**Task to carry out:** Rewrite the material from the line that contains "Report the position of each instance of the black wristwatch" through the line that contains "[[122, 216], [83, 181], [118, 218], [84, 218]]", replacing "Target" with "Object" and keeping everything else the same. Leave the pictures out of your answer.

**** Stored records

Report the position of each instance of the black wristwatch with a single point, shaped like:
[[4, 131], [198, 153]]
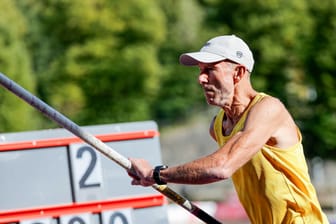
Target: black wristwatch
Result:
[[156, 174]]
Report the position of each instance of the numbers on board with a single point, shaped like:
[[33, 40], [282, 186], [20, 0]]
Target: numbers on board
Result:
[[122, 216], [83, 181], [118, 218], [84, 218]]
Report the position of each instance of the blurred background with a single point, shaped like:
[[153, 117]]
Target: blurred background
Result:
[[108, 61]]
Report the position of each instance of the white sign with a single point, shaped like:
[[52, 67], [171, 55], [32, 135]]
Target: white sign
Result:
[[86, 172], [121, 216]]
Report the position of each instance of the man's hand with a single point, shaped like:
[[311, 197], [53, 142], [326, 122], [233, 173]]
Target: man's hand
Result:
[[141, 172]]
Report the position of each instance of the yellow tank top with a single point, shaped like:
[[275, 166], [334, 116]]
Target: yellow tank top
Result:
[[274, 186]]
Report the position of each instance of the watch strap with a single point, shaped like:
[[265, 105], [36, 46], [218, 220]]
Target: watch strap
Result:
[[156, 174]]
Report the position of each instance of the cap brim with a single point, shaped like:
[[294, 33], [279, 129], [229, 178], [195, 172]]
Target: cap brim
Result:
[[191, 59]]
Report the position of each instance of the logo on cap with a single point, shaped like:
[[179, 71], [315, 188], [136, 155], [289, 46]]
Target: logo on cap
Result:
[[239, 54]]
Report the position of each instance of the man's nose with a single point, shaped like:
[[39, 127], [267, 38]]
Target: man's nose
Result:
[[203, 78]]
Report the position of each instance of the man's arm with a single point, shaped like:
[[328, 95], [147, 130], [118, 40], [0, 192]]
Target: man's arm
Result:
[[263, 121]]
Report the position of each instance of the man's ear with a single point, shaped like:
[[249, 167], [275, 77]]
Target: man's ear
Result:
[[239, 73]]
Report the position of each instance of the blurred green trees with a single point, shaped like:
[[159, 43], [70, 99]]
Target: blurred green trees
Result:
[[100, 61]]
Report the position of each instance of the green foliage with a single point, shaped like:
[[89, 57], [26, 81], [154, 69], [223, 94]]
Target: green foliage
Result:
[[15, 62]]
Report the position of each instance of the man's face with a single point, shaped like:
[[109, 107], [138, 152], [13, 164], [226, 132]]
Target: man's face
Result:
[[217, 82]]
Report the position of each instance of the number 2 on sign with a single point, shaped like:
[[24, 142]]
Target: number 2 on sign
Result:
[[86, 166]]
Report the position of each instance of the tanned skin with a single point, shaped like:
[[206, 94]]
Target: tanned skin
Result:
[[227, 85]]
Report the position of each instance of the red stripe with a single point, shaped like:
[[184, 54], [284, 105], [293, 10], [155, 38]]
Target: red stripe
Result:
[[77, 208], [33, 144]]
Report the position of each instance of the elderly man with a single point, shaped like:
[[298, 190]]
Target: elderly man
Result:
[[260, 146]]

********
**** Stored records

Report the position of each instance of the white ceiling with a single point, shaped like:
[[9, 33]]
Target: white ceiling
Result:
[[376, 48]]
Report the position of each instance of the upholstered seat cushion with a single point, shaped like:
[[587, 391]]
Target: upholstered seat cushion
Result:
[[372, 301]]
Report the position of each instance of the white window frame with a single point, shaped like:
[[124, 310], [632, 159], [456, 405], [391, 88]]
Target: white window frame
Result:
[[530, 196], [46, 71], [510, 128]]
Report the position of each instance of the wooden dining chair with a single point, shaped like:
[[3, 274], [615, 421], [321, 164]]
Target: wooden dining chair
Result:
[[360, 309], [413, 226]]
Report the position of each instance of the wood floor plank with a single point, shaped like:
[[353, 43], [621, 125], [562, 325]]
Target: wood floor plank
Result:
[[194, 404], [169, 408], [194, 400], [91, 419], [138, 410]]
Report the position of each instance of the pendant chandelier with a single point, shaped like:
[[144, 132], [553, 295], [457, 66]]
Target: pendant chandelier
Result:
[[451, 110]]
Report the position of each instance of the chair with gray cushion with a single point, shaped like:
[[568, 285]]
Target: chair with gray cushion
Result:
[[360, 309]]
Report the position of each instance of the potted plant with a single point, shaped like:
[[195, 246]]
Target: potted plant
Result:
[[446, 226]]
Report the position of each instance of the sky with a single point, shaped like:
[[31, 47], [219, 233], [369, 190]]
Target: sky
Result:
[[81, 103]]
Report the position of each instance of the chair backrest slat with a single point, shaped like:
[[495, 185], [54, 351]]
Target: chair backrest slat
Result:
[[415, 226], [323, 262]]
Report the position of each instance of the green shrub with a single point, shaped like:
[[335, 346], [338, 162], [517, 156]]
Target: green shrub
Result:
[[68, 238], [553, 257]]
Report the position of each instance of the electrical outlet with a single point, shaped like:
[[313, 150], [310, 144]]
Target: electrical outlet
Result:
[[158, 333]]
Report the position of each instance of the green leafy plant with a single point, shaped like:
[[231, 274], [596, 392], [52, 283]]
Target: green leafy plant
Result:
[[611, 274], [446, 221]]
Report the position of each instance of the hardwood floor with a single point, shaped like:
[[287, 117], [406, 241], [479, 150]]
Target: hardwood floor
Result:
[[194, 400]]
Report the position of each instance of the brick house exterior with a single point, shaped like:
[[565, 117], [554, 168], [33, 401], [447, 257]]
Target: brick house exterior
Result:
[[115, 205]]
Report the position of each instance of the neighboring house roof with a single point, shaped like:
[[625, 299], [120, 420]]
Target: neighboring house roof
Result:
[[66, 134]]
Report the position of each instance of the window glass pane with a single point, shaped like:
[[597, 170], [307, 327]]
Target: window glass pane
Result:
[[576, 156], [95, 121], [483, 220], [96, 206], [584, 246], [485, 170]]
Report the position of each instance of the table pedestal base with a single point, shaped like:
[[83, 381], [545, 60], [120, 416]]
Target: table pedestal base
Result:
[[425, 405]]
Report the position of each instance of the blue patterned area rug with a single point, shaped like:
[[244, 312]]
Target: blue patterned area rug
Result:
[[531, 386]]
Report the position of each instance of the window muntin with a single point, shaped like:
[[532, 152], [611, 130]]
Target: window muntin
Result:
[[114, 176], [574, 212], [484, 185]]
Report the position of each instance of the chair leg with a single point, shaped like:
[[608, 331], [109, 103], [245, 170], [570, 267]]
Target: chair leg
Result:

********
**** Stored records

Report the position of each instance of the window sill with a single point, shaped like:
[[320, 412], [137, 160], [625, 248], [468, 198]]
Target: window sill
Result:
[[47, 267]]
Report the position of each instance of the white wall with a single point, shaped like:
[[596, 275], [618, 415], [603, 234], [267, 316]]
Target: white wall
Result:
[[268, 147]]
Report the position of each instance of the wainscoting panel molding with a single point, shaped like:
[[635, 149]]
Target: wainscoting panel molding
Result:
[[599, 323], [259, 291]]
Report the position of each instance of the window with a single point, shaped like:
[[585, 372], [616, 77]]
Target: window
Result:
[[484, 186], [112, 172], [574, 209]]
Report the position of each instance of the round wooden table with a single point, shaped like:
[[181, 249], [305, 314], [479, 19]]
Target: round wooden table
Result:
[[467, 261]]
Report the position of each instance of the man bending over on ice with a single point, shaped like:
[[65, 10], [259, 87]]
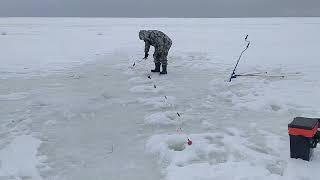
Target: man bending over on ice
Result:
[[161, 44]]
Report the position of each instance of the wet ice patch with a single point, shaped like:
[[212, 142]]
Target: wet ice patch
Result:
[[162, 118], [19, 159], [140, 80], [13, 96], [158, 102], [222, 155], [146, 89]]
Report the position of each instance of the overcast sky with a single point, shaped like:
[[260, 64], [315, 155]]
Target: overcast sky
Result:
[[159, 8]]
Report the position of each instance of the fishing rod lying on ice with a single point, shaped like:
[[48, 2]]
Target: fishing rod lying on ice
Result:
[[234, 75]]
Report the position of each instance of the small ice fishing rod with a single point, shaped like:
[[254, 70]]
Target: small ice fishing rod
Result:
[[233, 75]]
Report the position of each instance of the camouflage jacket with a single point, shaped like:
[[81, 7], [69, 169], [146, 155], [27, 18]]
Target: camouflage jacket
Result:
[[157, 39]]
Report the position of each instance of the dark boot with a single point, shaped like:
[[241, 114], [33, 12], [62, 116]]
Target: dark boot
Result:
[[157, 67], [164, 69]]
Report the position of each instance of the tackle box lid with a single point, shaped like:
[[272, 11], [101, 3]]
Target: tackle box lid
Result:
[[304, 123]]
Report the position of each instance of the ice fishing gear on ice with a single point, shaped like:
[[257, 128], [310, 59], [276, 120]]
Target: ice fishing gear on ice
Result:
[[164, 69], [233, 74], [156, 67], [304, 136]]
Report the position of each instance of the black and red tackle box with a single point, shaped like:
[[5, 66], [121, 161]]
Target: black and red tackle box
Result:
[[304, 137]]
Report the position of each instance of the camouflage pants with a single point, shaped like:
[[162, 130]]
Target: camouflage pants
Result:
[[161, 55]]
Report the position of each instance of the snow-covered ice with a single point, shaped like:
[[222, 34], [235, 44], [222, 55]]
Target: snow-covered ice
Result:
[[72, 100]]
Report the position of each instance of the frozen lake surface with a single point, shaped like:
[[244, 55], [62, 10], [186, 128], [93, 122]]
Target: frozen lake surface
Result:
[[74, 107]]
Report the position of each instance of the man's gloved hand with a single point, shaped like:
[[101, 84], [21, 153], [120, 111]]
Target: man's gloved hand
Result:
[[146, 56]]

********

**Completed task:**
Report the position of each instance of the black wristwatch with a single point, shaped like:
[[4, 131], [198, 153]]
Object: black wristwatch
Result:
[[156, 174]]
Report the position of each instance of the numbers on board with a single point, shaped like:
[[33, 40], [282, 186], [20, 0]]
Object: numbers on board
Result:
[[122, 216], [83, 181], [118, 218], [84, 218]]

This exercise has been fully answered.